• Given passage:
┄┄┄┄┄┄┄┄┄┄┄┄┄┄┄┄┄┄┄┄

I’m rotating through otorhinolaryngology, and it’s been an eye opening experience. Perhaps that’s not the best phrase to describe it, as the eyes are the one orifice of the face that isn’t typically addressed by ENT. Although, given that I was in the OR yesterday for a DCR surgery to drain blocked tear ducts into the nose, I have to acknowledge that ENT’s also do things related to the eyes.
I knew that ear, nose, and throat doctors did a lot of head and neck surgery, but I don’t think I had such a good sense of the extent of all that they do. Through my medical training I have seen that most specialities are much more diverse than I might have originally thought, but I can’t think of a residency which is quite as diverse as ENT. The lay person might think of things like kids with recurrent ear infections or adults with sinus problems and sleep apnea. However, the same specialty covers procedures as diverse as cochlear implants, thyroid/endocrine cancer surgery, facial plastics including everything from elective nose jobs to treating severe facial trauma/fracture, treating vocal cord nodes of singers, endo-nasal approaches to pituitary tumors, and so many other things as well.
I don’t think I’ll end up being an otorhinolaryngologist, however, I understand now why it is very popular and has a good range of options an ENT can do.

┄┄┄┄┄┄┄┄┄┄┄┄┄┄┄┄┄┄┄┄

Please decide whether each statement agrees with the ENT rotation passage, answering yes or no and quoting the words that settle it. 1. The writer expects to become an otorhinolaryngologist. 2. The writer was in the OR for a surgery on blocked tear ducts. 3. The writer names cochlear implants among the procedures ENT covers. The rows that come next are separate material, unrelated to the ENT rotation passage.

[Rows from a data collection]

┄┄┄┄┄┄┄┄┄┄┄┄┄┄┄┄┄┄┄┄

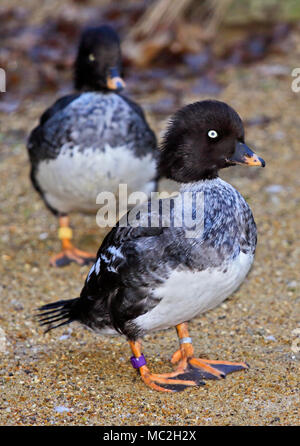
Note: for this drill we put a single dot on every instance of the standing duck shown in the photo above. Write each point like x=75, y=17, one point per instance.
x=91, y=141
x=151, y=277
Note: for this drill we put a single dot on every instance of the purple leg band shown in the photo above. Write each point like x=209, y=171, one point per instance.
x=138, y=362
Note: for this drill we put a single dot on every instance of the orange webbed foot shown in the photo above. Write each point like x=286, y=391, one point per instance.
x=70, y=255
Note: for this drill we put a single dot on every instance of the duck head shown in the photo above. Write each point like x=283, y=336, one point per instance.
x=201, y=139
x=98, y=64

┄┄┄┄┄┄┄┄┄┄┄┄┄┄┄┄┄┄┄┄

• Result:
1. No: "I don’t think I’ll end up being an otorhinolaryngologist"
2. Yes: "I was in the OR yesterday for a DCR surgery to drain blocked tear ducts into the nose"
3. Yes: "the same specialty covers procedures as diverse as cochlear implants"